AK Parti Genel Başkan Vekili Binali Yıldırım, İzmir Balçova’da Doğu Anadolu ve Güneydoğu Anadolu’nun kanaat önderleri ve sivil toplum kuruluşu temsilcileri ile bir araya geldi.
Yaklaşan 2. tur cumhurbaşkanlığı seçimleri öncesinde önemli açıklamalarda bulunan Yıldırım, “14 Mayıs geride kaldı. Hayal kırıklığı, kırgınlık yaşamaya lüzum yok. 28 Mayıs’ta telafi edeceğimiz fırsat önümüzde duruyor. İzmir’de yapacağımız güzel çıkış, Türkiye’ye de dalga dalga yayılacak. Hem İzmir kazanacak hem Türkiye kazanacak. Bu seçimin kaybedeni olmayacak. Tek üzülecek olan; FETÖ, PKK ve onların arkasındaki ağababaları. İplerini ellerinden bulunduranlar. Onun dışında bu seçimden herkes kazançlı çıkacak. Biz de bu terör örgütlerinin hepsiyle mücadeleye devam edeceğiz. Bu toprakları çok dinamik. Bu coğrafya bizim geleceğimiz.

_ _ _ _ _ _ _

* Yönerge A *
Binali Yıldırım’ın İzmir buluşmasına ilişkin haberin "Yaklaşan 2. tur" ifadesiyle başlayıp "coğrafya bizim geleceğimiz." ifadesiyle biten bölümünü, "dalga dalga" yerine "hızla" koyarak güncellenmiş hâliyle yeniden yazınız.
* Yönerge B *
Binali Yıldırım’ın İzmir’deki konuşmasını aktaran haberi, gösterilen son cümleden sonra sürdürünüz.
Satırların bu çalışmada hiçbir rolü bulunmamaktadır.

_ _ _ _ _ _ _

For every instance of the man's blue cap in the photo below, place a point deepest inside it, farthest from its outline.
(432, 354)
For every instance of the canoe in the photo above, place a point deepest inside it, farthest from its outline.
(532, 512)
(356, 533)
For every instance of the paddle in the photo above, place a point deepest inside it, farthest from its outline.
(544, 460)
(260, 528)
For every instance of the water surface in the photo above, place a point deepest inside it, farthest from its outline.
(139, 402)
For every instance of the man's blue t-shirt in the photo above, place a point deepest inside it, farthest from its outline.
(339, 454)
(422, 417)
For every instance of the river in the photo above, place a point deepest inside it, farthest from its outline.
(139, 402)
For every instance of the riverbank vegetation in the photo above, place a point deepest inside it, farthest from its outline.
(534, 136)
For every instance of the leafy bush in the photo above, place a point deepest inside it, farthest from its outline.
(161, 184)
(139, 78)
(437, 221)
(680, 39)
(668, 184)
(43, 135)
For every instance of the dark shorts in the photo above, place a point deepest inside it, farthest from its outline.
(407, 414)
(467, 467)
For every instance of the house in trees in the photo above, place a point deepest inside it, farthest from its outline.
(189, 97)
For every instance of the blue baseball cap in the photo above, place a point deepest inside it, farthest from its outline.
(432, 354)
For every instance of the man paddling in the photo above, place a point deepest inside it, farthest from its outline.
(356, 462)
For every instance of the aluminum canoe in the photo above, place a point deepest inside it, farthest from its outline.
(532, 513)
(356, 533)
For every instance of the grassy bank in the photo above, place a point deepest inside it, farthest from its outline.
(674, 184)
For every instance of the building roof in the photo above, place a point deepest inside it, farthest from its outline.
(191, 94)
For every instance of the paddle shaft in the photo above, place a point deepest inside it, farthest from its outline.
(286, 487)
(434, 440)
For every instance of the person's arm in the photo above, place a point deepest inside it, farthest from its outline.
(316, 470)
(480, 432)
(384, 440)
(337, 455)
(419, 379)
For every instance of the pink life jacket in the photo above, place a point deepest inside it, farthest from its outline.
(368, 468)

_ _ _ _ _ _ _

* Yazılı Yanıt A *
Yaklaşan 2. tur cumhurbaşkanlığı seçimleri öncesinde önemli açıklamalarda bulunan Yıldırım, “14 Mayıs geride kaldı. Hayal kırıklığı, kırgınlık yaşamaya lüzum yok. 28 Mayıs’ta telafi edeceğimiz fırsat önümüzde duruyor. İzmir’de yapacağımız güzel çıkış, Türkiye’ye de hızla yayılacak. Hem İzmir kazanacak hem Türkiye kazanacak. Bu seçimin kaybedeni olmayacak. Tek üzülecek olan; FETÖ, PKK ve onların arkasındaki ağababaları. İplerini ellerinden bulunduranlar. Onun dışında bu seçimden herkes kazançlı çıkacak. Biz de bu terör örgütlerinin hepsiyle mücadeleye devam edeceğiz. Bu toprakları çok dinamik. Bu coğrafya bizim geleceğimiz.

* Yazılı Yanıt B *
İstismar edilen şeyler var. Göçmenler keyfi değil. Gidecekler, onların planı yapıldı ama gittikleri zaman yaşam korkusu, can korkusu olmaması lazım. Bir insanı bile bile ölüme gönderebilir misiniz? Bu insanlığa sığmaz. Akdeniz’den Kamışlı’ya bir güvenlik kuşağı oluşturduk ki oradaki otorite boşluğundan terör alan bulamasın. Şimdi orada her türlü kamu hizmetleri hazırlandı. Peyderpey gidiyorlar. İnşallah Suriye’de barış sağlanır. Esed, ülkenin 3’te 1’ine hakim ve belli etnik grubuna hitap ediyor. Ülkenin tamamına hitap eden yönetim ve huzur tesis edilirse onlar da memleketlerine gidecek. Bu vatan başka bir şeydir. Bunlar gidecek, burada kalacak değiller. Tabii ki biz kendi vatandaşımızın hak ettiği imkanları onlara verecek değiliz. Bu abartılıyor, istismar ediliyor. Her şeye rağmen bu süreç başladı. 1 milyon mülteci gidecek noktaya geldi. İdlib’in kuzeyinde evler, okullar yapıldı, adeta şehir kuruldu. Onlar buraya yerleştiriliyor. Bu meseleyi Cumhurbaşkanımız da ciddiyetle takip edecek” diye konuştu.
“TERÖR TÜRKİYE’DE HİÇ KİMSENİN GÜNDEMİNDE DEĞİL”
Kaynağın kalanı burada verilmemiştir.